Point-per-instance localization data
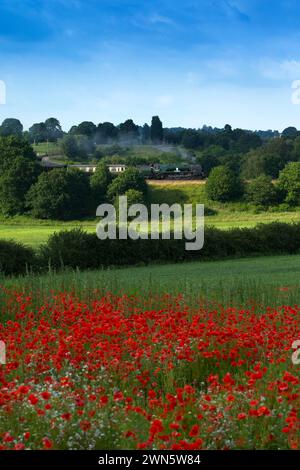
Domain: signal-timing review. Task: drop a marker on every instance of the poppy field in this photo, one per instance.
(152, 371)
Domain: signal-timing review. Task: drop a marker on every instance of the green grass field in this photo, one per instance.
(235, 214)
(267, 280)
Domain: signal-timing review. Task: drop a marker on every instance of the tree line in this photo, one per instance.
(63, 193)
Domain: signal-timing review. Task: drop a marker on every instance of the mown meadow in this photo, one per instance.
(34, 232)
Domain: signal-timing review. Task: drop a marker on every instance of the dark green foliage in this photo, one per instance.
(15, 182)
(77, 249)
(60, 194)
(100, 182)
(223, 185)
(268, 159)
(19, 169)
(16, 258)
(129, 179)
(262, 192)
(156, 130)
(14, 147)
(11, 126)
(69, 146)
(289, 183)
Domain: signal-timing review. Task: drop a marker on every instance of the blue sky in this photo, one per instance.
(192, 62)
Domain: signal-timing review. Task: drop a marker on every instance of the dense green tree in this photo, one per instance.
(100, 182)
(261, 191)
(192, 139)
(38, 132)
(106, 133)
(11, 126)
(129, 179)
(210, 158)
(290, 132)
(69, 146)
(146, 133)
(134, 197)
(15, 182)
(156, 130)
(289, 183)
(86, 128)
(129, 130)
(268, 159)
(223, 185)
(60, 194)
(13, 147)
(53, 129)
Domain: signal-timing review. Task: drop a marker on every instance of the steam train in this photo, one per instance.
(172, 171)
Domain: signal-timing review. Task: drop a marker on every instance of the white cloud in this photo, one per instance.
(275, 70)
(156, 18)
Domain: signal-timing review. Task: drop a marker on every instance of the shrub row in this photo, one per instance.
(78, 249)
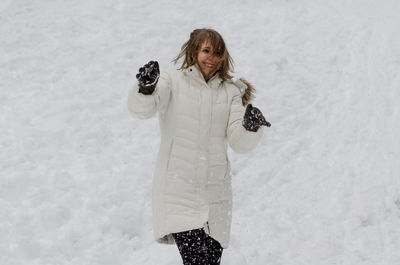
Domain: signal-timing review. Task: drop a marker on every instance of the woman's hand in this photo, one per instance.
(253, 119)
(148, 76)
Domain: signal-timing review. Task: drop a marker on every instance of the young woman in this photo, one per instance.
(201, 110)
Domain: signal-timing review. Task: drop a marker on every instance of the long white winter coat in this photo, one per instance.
(192, 183)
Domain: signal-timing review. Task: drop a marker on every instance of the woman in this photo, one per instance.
(200, 110)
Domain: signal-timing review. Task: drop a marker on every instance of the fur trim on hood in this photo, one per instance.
(246, 89)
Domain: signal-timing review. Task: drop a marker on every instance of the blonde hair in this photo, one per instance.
(190, 50)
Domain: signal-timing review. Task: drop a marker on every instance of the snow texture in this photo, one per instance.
(323, 186)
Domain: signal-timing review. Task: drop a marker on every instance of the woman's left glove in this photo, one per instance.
(253, 119)
(148, 76)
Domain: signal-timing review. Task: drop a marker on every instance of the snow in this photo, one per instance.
(323, 186)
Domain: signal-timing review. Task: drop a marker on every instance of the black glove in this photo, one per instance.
(148, 76)
(253, 119)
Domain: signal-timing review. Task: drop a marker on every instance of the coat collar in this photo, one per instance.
(196, 74)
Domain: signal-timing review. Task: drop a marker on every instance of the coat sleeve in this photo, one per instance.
(145, 106)
(239, 139)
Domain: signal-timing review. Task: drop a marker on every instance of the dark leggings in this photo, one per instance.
(198, 248)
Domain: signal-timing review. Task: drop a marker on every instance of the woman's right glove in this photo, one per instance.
(253, 119)
(148, 76)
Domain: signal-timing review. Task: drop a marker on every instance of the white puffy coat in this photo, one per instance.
(192, 183)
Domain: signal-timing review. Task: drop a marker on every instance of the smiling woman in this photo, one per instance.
(201, 110)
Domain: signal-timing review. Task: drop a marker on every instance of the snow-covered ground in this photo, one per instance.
(323, 187)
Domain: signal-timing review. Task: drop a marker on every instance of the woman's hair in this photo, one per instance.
(190, 50)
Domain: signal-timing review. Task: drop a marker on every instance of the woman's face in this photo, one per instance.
(208, 62)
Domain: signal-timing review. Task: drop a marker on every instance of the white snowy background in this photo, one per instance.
(323, 186)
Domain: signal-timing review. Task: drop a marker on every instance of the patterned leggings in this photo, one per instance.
(198, 248)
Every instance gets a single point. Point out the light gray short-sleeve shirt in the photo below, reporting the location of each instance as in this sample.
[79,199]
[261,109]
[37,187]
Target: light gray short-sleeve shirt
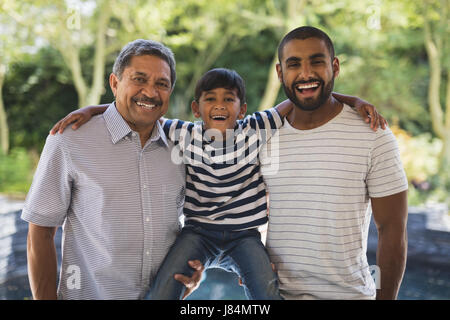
[119,205]
[320,182]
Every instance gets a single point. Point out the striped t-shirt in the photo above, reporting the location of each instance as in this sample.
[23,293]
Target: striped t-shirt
[320,182]
[224,186]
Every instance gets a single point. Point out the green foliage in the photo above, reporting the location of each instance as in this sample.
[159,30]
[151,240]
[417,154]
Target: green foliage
[37,93]
[420,158]
[15,171]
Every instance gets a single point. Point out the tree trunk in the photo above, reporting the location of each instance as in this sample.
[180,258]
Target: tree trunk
[4,130]
[272,87]
[440,120]
[293,10]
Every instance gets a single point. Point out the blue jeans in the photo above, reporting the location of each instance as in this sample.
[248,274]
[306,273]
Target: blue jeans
[239,251]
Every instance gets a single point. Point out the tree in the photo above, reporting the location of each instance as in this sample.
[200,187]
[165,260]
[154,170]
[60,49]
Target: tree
[284,19]
[436,18]
[61,25]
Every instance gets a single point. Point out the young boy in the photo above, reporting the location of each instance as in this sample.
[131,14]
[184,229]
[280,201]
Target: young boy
[225,199]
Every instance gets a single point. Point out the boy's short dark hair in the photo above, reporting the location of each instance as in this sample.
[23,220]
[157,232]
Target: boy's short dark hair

◆ Work instruction
Beginning with the line that holds "Every instance gets a single point. Point out the striped", please return every line through the end of the data, exactly as written.

◆ Output below
Every instance gets a single point. Point out the striped t-shirt in the photo above, reporting the location of each instance as in this sample.
[23,293]
Target: striped t-shirt
[320,182]
[224,186]
Every instance gets a single point. Point out the green foliage in the photo above, reporting the location of each instance as in this sample.
[159,30]
[151,240]
[417,154]
Target: green foliage
[37,93]
[420,158]
[15,171]
Every instance gets a single point. Point out the tree trunk in the photo above, reporting the location of each instance as in this sample.
[180,258]
Target: tree trunk
[4,130]
[272,87]
[440,120]
[293,10]
Every instance gets a single point. Point out the blue jeans in the photo above, reporting the location of each instance as in this sample.
[248,274]
[306,273]
Target: blue jeans
[239,251]
Every instance gets a single point. Point out the tree in the photo above, reporting the location of each instance as in this sample.
[200,187]
[165,260]
[154,170]
[60,49]
Target: tree
[284,19]
[436,18]
[61,25]
Every instance gets a single point. Point out the young boy in the photo above, reporting the location of each instance as in this sample.
[131,14]
[184,229]
[280,201]
Target: young boy
[225,199]
Every instance gets a single point. Point out the boy's short dark hair in the photo above, reporting the location of each instance as in this sample.
[23,220]
[157,232]
Target: boy's short dark hair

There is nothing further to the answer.